# Need an LCD monitor and TV Tuner card suggestion



## Aparajith (Nov 23, 2006)

Hi guys,

I am from Pune. I need to buy a new 17 - inch LCD monitor for gaming, movies and general use. Keep the price budget below 12k. I also need a good TV tuner card with H/W encoder capabilities ( cos I heard they give a better clarity. The difference between Mercury TV Tuner cards and Pinnacle cards was what my friend mentioned ). The price budget for this cud be below 4k. I will be going to Mumbai this weekend and need to buy them immediately. So kindly provide me with suggestions and names of shops at Lamington Road where I may buy them. Provide specific model numbers so I may directly buy those products. Thank you for ur suggestions.


----------



## Aniruddh (Nov 23, 2006)

For 17" LCD get either of 1-Samsung 740n for 11k,OR Viewsonic VP720B for 12K may b lil more then dat(MY CHOICE as it has a betta Brightness and 4ms Compared to Samsungs 8ms.as for TV tuner card pinnacle is betta compared to mercury,and for the exact model number i m sure others will help u out.CHEERS


----------



## da_tcpip (Nov 23, 2006)

* * * * * * * * *

Tasks:
1. In the forum thread about the LCD monitor and TV tuner card, what response time does Aniruddh give for the Viewsonic VP720B?
2. Extend the forum thread about the LCD monitor and TV tuner card from the point where it stops.
The listing that comes next is from a different source.

* * * * * * * * *

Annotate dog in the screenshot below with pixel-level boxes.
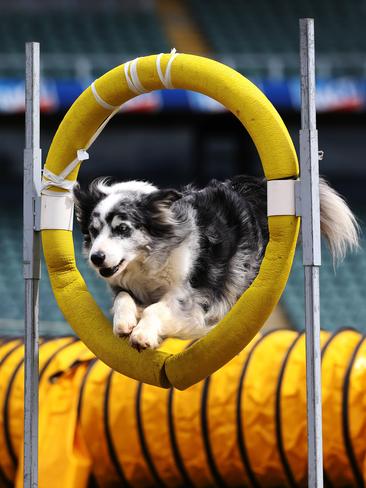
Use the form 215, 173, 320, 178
73, 175, 359, 351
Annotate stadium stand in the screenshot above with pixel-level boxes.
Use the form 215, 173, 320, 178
0, 9, 170, 78
0, 0, 366, 78
187, 0, 366, 74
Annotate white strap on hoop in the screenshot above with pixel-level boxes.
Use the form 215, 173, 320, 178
124, 58, 147, 95
267, 180, 299, 217
124, 48, 179, 95
41, 190, 74, 230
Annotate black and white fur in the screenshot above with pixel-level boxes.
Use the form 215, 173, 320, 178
74, 176, 358, 350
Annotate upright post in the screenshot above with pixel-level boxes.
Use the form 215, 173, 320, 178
300, 19, 323, 488
23, 42, 41, 488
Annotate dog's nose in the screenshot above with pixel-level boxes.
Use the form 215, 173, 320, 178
90, 251, 105, 266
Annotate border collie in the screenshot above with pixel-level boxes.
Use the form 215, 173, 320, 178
74, 176, 358, 350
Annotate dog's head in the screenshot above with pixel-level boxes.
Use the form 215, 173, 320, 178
74, 178, 180, 279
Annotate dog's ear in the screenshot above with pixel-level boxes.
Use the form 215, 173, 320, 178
146, 189, 182, 211
73, 178, 108, 235
142, 190, 182, 238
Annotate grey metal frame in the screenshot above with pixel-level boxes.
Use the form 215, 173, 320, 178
23, 19, 323, 488
23, 42, 41, 488
300, 19, 323, 488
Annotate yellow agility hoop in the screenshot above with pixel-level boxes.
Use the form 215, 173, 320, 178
42, 54, 300, 389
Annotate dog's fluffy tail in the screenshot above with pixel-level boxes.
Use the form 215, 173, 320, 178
320, 178, 360, 263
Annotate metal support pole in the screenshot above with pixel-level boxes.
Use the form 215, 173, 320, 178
23, 42, 41, 488
300, 19, 323, 488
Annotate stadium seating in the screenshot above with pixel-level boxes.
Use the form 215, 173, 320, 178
188, 0, 366, 54
0, 212, 366, 334
187, 0, 366, 76
0, 0, 366, 78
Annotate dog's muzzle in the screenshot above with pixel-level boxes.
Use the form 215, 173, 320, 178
99, 259, 124, 278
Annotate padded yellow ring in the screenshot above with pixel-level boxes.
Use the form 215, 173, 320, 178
42, 54, 299, 389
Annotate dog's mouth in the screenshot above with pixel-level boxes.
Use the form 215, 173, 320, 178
99, 259, 125, 278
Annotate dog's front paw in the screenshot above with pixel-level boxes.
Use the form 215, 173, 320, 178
113, 311, 137, 337
130, 320, 162, 352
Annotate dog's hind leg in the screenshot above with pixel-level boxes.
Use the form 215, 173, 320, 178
130, 290, 209, 350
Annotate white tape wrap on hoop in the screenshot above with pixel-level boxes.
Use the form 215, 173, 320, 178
267, 180, 298, 217
41, 191, 74, 230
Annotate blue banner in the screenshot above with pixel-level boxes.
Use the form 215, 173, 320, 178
0, 78, 366, 113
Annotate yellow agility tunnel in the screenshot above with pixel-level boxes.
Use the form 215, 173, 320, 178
0, 329, 366, 488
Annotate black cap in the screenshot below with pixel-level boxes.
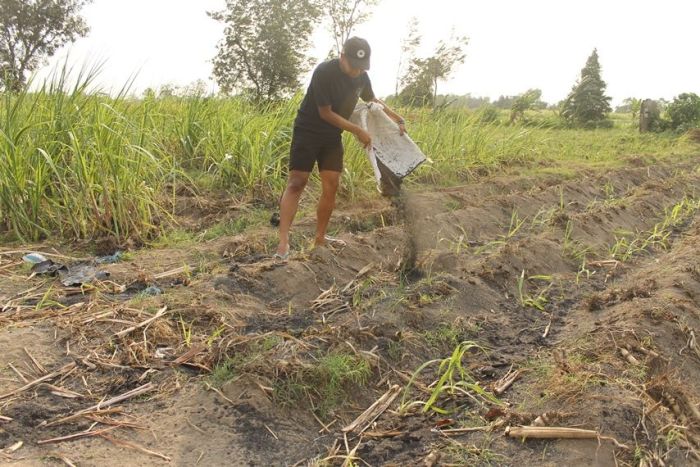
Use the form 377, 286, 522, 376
343, 37, 372, 70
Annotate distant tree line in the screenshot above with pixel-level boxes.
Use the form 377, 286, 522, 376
0, 0, 700, 131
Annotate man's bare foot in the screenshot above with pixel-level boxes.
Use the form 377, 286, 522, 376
274, 243, 289, 259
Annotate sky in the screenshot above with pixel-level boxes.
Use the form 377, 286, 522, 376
37, 0, 700, 105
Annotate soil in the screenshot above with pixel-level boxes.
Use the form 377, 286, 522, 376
0, 157, 700, 466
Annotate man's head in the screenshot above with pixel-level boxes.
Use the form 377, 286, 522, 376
340, 37, 372, 77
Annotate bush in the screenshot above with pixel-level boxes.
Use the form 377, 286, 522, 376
666, 92, 700, 132
476, 105, 501, 123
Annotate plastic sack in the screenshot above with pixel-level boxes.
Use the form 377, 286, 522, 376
350, 102, 427, 195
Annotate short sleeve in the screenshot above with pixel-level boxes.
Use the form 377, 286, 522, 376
360, 73, 375, 102
311, 66, 332, 107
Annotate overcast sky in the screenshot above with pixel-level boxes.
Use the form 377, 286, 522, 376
39, 0, 700, 104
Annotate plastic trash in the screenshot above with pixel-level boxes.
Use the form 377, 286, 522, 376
95, 250, 124, 264
141, 285, 163, 297
58, 263, 109, 287
22, 253, 49, 264
31, 259, 68, 276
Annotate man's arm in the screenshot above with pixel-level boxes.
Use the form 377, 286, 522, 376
318, 105, 372, 147
372, 97, 406, 135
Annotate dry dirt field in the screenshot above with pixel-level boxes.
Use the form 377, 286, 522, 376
0, 157, 700, 466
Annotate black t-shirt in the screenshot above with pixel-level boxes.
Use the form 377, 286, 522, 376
294, 58, 374, 138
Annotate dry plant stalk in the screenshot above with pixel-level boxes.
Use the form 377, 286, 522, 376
493, 366, 523, 396
0, 362, 75, 400
505, 426, 629, 449
36, 422, 119, 444
620, 347, 639, 365
342, 384, 401, 433
100, 434, 172, 462
46, 383, 156, 426
114, 306, 168, 337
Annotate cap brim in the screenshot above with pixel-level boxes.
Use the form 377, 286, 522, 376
348, 57, 369, 71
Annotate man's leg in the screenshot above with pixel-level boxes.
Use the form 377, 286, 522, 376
277, 170, 311, 255
315, 170, 340, 246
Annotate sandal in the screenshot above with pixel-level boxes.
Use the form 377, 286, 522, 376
323, 235, 348, 247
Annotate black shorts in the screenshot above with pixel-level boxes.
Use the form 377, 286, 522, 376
289, 128, 343, 172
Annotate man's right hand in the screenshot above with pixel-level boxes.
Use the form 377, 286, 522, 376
355, 128, 372, 149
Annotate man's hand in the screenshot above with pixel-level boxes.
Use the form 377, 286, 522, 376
355, 127, 372, 149
397, 120, 406, 136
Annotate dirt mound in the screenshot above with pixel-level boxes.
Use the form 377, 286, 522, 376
0, 156, 700, 465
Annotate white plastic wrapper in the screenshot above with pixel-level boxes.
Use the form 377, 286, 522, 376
350, 102, 426, 184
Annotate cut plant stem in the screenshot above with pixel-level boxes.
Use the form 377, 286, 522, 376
342, 384, 401, 433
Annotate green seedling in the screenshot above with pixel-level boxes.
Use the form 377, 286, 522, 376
399, 341, 501, 414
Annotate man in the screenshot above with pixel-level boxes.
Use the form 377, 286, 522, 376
275, 37, 406, 260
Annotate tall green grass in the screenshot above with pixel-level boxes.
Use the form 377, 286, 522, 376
0, 67, 697, 245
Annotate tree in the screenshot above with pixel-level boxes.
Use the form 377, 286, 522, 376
615, 97, 642, 121
208, 0, 320, 101
0, 0, 92, 91
510, 89, 542, 124
398, 36, 469, 106
326, 0, 379, 55
394, 16, 423, 96
561, 49, 612, 127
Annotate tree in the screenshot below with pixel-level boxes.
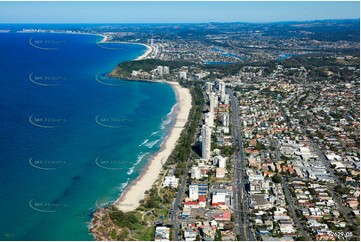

* * * * * * * * *

Outputs for the tasks:
1. 4ms

2.
as far LCDs are considered.. i would suggest to up your budget by a grand or two and get a WIDEscreen lcd.. its looks fantastic and worth every paisa you put into
for tv tuners.. i myself am gonna buy a pinnacle in a few weeks.. lemme know which one do u end up buying.. and give me a review


----------



## Aniruddh (Nov 23, 2006)

U can also check for LG as hav heard frm many that der nu models r really gud.i'll let u kno that exact model number soon...and it will b sum where arnd 11k.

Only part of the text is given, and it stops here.